• _PROVIDED RECORDS_:
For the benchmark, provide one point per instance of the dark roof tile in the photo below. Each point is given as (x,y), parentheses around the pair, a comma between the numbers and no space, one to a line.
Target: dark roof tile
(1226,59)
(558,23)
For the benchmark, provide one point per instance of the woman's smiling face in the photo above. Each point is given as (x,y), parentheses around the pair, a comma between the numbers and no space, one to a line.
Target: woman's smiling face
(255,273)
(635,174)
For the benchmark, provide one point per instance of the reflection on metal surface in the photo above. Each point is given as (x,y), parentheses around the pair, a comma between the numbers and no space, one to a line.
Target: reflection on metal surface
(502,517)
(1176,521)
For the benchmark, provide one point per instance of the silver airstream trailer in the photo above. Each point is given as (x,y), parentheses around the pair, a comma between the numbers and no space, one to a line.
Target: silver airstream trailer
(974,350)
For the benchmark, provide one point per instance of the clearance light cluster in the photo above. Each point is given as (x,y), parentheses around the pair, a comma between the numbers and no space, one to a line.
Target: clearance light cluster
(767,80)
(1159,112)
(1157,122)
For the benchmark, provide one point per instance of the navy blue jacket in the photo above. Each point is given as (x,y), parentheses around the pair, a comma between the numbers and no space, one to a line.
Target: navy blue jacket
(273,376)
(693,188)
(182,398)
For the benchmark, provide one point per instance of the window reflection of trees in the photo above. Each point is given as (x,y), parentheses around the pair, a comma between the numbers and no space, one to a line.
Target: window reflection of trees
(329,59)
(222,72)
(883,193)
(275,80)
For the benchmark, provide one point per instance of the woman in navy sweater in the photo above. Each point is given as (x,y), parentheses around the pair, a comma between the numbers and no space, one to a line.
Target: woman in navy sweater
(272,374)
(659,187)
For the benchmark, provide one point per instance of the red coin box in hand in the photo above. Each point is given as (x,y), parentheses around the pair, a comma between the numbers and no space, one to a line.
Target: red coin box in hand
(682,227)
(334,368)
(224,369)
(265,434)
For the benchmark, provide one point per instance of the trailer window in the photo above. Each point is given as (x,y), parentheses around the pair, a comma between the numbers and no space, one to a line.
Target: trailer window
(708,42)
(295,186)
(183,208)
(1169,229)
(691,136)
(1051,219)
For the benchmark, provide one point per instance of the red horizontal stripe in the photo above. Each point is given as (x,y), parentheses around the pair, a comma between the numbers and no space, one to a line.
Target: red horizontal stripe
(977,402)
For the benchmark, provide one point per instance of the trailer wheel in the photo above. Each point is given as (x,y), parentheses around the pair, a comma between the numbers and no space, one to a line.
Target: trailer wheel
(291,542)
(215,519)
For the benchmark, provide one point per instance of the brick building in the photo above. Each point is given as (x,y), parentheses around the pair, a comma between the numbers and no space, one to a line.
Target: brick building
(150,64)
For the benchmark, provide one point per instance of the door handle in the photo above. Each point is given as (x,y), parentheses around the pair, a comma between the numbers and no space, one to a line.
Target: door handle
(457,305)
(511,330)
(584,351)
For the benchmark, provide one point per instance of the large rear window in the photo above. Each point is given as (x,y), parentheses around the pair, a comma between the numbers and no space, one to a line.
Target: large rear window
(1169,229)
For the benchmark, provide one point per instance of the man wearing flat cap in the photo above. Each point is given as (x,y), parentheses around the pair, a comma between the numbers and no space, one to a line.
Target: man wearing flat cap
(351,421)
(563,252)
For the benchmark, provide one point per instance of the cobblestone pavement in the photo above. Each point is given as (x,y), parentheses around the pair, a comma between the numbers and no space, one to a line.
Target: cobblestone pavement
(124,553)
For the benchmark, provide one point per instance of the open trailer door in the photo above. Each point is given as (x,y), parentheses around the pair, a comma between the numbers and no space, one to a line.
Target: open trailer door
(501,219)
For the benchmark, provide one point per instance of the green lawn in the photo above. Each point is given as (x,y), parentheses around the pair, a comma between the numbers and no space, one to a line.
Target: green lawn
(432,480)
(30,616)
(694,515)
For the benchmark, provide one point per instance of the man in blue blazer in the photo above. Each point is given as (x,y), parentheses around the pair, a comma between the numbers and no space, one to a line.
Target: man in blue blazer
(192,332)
---
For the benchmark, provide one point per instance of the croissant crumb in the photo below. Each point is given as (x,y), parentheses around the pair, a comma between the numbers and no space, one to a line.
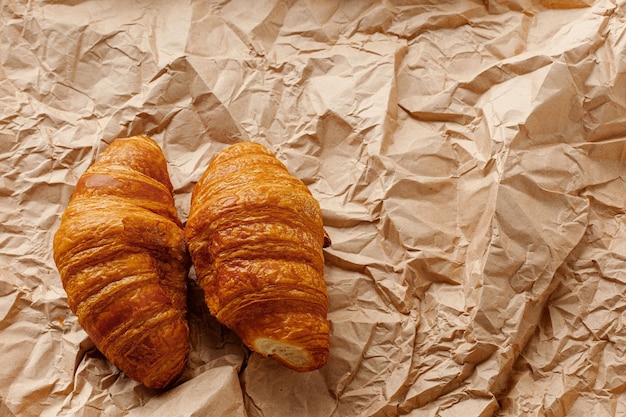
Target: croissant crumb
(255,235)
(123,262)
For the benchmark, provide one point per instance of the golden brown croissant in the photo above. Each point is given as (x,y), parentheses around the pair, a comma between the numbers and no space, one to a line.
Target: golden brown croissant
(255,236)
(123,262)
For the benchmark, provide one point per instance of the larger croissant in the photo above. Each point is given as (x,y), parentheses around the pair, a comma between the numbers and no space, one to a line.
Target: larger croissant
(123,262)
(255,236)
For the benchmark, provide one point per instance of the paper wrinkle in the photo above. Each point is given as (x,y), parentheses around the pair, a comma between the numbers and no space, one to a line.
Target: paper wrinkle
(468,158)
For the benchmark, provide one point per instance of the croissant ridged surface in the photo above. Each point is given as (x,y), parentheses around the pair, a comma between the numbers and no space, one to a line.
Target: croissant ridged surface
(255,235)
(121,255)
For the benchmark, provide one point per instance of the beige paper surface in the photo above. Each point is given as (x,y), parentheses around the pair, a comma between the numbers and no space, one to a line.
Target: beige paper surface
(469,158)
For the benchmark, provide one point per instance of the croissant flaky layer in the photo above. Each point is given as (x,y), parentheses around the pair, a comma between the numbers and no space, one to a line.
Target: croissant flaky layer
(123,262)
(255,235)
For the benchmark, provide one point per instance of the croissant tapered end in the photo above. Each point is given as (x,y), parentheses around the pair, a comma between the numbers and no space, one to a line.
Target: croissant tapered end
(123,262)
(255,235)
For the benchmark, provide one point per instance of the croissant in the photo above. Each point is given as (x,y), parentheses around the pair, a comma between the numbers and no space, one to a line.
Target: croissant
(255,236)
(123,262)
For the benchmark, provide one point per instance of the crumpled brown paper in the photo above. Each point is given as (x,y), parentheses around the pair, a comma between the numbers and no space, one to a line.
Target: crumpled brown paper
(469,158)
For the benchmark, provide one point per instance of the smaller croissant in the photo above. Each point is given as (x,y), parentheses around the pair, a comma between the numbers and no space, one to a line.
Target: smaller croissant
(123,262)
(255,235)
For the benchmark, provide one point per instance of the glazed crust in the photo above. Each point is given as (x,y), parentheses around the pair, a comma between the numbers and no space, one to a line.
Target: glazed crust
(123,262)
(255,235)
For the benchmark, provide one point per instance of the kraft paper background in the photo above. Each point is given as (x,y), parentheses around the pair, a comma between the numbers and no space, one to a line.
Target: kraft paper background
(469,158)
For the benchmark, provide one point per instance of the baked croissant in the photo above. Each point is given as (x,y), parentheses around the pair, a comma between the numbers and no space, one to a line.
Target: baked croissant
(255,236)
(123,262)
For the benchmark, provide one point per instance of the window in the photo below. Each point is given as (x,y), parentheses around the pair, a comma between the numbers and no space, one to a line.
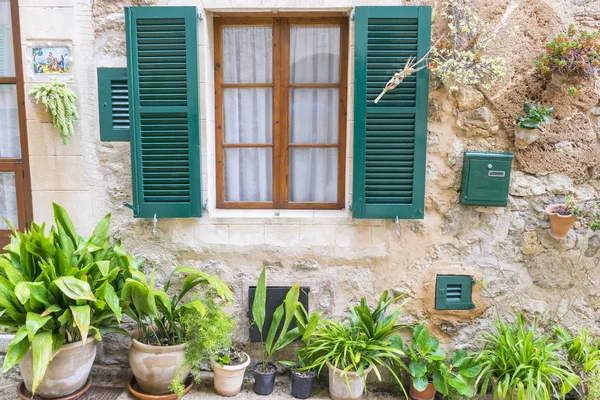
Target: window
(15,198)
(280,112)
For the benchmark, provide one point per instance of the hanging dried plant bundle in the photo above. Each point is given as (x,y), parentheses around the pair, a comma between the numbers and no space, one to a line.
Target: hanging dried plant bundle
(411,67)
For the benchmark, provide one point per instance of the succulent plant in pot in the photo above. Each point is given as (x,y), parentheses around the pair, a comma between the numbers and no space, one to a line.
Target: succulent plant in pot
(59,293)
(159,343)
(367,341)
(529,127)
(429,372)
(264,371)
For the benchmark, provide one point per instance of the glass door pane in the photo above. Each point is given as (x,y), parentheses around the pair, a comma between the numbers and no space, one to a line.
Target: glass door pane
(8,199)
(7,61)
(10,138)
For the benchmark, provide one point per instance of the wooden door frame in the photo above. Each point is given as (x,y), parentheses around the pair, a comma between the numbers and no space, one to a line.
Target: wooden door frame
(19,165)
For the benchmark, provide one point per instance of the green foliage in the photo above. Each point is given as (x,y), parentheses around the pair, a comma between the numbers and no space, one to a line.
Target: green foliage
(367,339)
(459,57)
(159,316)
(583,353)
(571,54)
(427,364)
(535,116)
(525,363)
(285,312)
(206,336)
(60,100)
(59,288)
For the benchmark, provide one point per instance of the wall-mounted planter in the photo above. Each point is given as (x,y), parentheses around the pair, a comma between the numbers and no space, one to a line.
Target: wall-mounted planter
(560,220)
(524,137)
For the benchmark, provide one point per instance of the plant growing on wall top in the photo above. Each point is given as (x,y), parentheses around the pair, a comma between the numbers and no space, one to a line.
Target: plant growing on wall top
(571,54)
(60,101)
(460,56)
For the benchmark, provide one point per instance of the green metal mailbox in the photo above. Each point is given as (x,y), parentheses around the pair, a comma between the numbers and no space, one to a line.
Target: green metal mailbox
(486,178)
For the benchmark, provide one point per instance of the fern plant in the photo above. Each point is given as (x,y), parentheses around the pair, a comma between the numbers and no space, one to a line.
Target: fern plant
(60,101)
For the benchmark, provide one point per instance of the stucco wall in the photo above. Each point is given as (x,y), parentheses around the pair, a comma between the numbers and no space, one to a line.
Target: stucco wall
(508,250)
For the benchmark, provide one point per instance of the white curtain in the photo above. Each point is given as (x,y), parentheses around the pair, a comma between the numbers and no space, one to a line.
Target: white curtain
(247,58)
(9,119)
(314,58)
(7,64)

• _BRIEF_:
Find every line in the data above that contains the word "wooden" and copy each of those lines. Letter case matters.

• _RESPONSE TO THE TASK_:
For the benchmark, provide one point per instance of the wooden door frame in the photo above. Each point is given as (x,y), parentheses around the pair, a comma between the numbers and no space, one to a line.
Target: wooden door frame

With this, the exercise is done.